--- WHAT IS NEEDED ---
Reply with one number: the count of lines in the data that hold the string "innermost".

*** TASK INPUTS ***

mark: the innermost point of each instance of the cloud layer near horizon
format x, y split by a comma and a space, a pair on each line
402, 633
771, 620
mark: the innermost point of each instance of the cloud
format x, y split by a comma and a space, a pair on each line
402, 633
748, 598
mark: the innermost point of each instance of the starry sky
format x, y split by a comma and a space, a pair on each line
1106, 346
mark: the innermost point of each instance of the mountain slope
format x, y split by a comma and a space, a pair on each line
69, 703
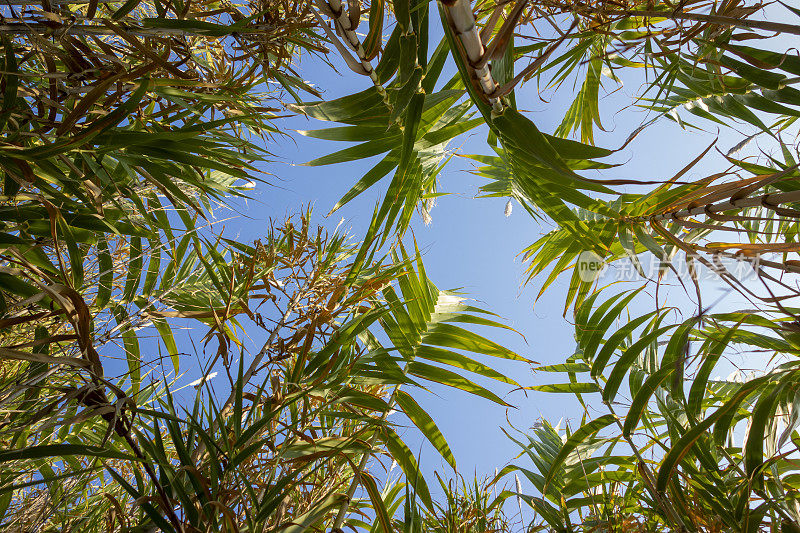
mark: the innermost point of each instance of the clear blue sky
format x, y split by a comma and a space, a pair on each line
472, 245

*** End of TASK INPUTS ***

--- WRITTEN REPLY ---
5